О задании - Перепиши из отрывка о Ленине, Троцком, Гучкове и Милюкове часть, которая начинается со слов "И – свободен" и заканчивается словами "он опасно остр.". При этом замени "паузы" на "остановки".

Фрагмент текста -
========
И – свободен от всяких предрассудков».
Кажется, переходы от абзаца к абзацу и тире после союзов передают паузы, в которых формируются тезисы и антитезисы. Все плюсы и минусы давно ясны: «Во врагах – он опасно остр.
А в союзниках – непереносим». Деваться некуда – остаётся успокоить себя рассудительным, тягучим, словно не в голове мелькнувшим, а записываемым на бумаге «синтезом» и сбросить пар, выдав злобный почти афоризм: «Но, хорошо представляя его слабости, его безпредельную амбицию, можно умело им руководить, так что он не будет этого и понимать: всё время на первом плане и упиваясь собой.
Умные негодяи всегда очень нужны и полезны» (183).
Ради привлечения к делу Троцкого Ленин до известной степени «преодолел» себя. И Троцкий ради революции (власти, диктатуры) с собой тоже справился – в общем уступив больше, чем Ленин. Дуэт, которому предстоит совершить октябрьский переворот, развязать гражданскую войну и одержать в ней победу, уже составился. Способностью действовать заодно с «умными негодяями» порочные люди и отличаются от людей порядочных, что не умеют меж собой договариваться.
Проанализированная пара глав (181, 183 – между ними помещена глава о Керенском, уверяющем, что «осенью мы соберём обильную жатву») отражает другую пару, появляющуюся в тексте раньше, посвященную лидерам двух «буржуазных» партий, которые на заседаниях Временного правительства с глубокой тоской друг на друга смотрят. И разделяет те две главы («гучковскую» и «милюковскую») тоже одна – обзорная, о народоправстве на железных дорогах, близящемся транспортном параличе, одной из самых больших и зримых бед весны 1917 года (35).
«Щурился Гучков на Милюкова и думал: чужая каменная душа. Ведь вот – понимает же он государственные интересы России, но с какой-то внешней позиции. И ничего не хочется делать с ним заодно, хотя обстоятельства так и загоняют их в содружество: вместе их поносит Совет, общие у них враги и вне и внутри правительства, – а союза между ними, и даже простой откровенности, никак не возникает. Непереходимая издавняя чужесть. Западный профессор. Даже водки с ним выпить не хочется» (34).
«Смотрел Павел Николаевич на его тяжёлое хмурое лицо с сожалением и глубоким неодобрением. Никогда Гучков не был друг, никогда союзник <…> Но в такие-то недели, на таких-то вершинах – могли бы объединиться. Только Гучков тут ещё и понимал как следует, что такое проливы. Как бы они выстояли вдвоём! – совсем иначе направили бы правительство. Да не только не поддержал Гучков союза – он и своего-то места не удерживал» (36).
========
Исходные данные -
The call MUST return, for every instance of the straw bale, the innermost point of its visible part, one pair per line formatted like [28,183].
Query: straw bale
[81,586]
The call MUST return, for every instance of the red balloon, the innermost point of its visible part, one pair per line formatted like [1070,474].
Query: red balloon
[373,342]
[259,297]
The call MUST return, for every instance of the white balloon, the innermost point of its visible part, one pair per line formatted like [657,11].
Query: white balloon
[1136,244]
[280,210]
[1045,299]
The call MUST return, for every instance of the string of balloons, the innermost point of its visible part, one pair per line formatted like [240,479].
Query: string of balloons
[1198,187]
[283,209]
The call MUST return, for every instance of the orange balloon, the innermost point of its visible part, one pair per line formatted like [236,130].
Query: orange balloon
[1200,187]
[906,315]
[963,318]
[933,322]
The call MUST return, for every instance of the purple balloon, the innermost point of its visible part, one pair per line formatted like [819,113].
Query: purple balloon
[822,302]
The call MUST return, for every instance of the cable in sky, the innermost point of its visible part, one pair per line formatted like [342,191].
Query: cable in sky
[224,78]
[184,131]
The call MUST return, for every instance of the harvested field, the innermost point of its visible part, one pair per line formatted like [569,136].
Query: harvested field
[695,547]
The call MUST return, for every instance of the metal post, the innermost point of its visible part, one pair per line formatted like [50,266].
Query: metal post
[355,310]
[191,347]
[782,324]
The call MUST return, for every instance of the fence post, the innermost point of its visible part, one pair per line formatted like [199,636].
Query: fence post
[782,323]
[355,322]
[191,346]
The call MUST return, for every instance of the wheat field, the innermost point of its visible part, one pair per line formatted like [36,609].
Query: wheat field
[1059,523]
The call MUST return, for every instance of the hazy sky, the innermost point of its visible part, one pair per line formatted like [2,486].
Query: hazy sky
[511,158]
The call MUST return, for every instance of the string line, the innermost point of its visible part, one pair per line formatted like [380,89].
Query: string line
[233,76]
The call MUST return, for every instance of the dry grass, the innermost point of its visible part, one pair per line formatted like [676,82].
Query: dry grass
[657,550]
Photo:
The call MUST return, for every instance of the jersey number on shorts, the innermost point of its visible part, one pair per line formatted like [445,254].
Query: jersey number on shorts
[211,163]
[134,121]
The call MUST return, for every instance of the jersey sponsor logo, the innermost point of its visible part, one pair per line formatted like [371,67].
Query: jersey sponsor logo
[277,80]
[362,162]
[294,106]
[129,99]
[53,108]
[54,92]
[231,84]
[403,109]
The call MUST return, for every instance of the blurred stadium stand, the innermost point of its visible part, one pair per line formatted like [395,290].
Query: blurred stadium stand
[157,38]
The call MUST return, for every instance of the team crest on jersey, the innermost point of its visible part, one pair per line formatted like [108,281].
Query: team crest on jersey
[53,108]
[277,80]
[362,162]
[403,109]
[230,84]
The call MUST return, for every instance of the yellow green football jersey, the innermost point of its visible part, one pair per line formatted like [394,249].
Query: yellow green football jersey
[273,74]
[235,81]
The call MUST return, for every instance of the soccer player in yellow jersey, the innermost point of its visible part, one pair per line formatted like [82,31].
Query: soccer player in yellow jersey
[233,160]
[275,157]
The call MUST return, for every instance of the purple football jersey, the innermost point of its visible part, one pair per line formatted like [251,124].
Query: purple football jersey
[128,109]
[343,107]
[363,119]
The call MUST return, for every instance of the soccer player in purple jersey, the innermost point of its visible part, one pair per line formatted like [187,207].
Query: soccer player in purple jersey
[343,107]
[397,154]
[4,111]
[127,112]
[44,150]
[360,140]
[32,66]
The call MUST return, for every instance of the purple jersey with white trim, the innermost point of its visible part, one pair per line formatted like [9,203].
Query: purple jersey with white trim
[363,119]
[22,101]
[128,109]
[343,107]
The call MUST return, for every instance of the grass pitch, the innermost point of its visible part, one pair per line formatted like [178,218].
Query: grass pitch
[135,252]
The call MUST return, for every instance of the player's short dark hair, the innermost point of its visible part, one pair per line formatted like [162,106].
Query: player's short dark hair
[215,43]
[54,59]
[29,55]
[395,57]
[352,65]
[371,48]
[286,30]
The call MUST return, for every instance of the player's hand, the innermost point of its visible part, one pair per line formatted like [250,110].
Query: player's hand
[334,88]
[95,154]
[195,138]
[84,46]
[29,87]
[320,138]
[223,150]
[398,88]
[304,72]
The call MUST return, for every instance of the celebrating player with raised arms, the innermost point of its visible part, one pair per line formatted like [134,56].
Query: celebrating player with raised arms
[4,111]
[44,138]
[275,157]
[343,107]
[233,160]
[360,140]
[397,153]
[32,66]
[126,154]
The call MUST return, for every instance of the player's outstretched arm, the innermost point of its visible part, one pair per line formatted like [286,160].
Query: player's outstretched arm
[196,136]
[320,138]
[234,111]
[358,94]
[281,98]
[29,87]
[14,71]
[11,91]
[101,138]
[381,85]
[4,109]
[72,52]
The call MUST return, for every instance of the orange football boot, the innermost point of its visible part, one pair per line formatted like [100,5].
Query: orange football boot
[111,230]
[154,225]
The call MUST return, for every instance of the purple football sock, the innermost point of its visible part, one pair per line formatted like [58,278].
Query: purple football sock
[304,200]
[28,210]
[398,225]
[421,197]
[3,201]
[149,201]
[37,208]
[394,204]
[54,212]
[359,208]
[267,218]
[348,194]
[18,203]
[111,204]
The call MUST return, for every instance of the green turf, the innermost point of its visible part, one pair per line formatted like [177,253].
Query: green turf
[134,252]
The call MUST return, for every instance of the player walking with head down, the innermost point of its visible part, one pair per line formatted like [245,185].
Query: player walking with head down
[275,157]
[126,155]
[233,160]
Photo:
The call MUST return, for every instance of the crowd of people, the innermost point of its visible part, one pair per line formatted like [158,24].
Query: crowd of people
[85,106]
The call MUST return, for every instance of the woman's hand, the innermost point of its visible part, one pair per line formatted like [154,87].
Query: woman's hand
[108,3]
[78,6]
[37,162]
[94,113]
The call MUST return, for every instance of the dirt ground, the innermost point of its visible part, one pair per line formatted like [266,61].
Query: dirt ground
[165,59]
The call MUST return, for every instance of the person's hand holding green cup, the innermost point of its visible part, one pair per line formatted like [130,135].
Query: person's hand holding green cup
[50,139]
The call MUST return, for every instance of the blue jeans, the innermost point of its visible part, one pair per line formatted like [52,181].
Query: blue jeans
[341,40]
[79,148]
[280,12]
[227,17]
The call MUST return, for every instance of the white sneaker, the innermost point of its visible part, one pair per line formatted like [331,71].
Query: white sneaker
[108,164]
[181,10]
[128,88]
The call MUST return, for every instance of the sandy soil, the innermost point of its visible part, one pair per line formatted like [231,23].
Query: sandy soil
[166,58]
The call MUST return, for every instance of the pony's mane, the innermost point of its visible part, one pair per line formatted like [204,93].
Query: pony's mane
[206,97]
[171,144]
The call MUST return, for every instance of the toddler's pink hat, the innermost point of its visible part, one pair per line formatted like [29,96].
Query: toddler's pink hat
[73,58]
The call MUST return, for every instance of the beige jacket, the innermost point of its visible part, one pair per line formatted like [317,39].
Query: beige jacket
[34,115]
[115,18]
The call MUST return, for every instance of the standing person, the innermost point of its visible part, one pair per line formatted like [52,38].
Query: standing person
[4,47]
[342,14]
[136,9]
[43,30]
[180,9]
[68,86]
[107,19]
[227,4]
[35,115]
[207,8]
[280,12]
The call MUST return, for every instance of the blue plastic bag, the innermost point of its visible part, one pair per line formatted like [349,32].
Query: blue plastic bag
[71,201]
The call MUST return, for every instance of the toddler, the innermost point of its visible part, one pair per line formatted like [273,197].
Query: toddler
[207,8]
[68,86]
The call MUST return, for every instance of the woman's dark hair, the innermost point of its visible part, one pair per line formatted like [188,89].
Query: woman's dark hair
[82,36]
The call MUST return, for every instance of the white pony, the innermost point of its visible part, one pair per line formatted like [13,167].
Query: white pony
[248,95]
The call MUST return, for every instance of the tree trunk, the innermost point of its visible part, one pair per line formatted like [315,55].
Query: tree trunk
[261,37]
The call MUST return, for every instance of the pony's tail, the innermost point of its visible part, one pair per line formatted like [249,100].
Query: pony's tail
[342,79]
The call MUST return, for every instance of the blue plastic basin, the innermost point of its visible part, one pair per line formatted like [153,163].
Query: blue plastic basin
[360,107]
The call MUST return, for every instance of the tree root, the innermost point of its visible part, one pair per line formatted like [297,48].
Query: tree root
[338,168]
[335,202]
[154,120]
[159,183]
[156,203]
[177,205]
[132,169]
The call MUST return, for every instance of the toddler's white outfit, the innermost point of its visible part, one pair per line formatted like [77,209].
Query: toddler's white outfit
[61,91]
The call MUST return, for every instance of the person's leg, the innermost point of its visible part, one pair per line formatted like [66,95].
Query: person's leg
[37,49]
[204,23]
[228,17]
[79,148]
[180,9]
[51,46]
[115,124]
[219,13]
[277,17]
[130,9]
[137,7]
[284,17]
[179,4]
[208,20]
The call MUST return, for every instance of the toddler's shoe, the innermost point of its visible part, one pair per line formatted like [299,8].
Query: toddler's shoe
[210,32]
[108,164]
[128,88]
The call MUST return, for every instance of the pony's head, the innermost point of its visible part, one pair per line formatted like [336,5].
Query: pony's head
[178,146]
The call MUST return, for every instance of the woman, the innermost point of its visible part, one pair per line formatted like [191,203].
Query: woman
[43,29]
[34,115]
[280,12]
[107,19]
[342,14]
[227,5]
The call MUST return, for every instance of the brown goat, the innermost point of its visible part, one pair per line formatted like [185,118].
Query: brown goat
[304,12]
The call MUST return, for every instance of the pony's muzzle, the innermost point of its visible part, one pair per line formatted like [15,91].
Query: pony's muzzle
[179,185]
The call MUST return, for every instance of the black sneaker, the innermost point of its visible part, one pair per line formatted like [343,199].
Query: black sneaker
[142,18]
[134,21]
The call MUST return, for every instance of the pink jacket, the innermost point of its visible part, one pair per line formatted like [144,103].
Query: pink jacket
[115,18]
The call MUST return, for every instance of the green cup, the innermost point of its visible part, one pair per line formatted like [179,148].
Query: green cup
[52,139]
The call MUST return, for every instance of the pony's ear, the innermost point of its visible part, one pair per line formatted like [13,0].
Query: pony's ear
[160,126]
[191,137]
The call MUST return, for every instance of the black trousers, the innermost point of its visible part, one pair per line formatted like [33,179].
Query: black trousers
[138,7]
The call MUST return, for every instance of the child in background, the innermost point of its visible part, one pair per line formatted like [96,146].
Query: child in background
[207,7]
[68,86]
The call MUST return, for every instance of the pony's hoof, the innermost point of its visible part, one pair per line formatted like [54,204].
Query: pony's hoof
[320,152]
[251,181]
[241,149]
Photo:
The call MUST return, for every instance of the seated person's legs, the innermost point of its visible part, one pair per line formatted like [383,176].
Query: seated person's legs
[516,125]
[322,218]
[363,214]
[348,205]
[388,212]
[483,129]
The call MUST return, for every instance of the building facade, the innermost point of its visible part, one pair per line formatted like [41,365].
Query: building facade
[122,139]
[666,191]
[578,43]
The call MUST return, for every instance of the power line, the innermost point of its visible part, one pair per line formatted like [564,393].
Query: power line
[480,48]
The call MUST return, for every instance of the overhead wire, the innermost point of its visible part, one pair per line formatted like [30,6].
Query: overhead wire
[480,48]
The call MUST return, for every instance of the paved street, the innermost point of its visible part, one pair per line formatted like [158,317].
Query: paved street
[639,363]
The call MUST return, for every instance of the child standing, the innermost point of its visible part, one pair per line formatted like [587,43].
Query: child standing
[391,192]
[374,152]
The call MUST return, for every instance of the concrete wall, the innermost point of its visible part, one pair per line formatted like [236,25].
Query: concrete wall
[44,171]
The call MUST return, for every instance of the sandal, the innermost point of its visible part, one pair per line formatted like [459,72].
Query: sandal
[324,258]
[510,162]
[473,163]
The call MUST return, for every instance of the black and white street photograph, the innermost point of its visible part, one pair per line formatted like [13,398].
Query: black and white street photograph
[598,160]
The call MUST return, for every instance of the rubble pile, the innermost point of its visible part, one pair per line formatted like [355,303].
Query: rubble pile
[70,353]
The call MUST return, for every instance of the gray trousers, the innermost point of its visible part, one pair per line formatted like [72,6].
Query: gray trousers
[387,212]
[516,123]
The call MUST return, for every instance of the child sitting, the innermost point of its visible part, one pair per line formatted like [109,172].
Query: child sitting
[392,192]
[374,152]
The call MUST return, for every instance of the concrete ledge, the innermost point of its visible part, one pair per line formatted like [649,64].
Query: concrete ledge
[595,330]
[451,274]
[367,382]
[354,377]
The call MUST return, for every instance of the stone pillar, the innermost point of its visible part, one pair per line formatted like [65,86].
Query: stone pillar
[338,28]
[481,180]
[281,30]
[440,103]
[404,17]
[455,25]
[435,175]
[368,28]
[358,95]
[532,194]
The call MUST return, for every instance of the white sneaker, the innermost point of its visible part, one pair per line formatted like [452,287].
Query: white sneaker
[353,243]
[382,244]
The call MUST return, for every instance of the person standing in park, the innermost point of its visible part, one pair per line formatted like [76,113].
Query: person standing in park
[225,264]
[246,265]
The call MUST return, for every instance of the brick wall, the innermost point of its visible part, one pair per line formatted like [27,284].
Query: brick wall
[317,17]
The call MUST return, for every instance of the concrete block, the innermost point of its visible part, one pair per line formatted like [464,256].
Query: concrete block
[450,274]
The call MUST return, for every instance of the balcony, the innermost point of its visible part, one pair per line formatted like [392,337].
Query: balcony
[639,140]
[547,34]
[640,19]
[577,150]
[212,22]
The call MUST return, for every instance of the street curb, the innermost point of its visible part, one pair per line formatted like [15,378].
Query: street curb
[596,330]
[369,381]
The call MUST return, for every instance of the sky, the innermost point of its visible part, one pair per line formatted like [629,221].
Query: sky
========
Результат задания -
И – свободен от всяких предрассудков».
Кажется, переходы от абзаца к абзацу и тире после союзов передают остановки, в которых формируются тезисы и антитезисы. Все плюсы и минусы давно ясны: «Во врагах – он опасно остр.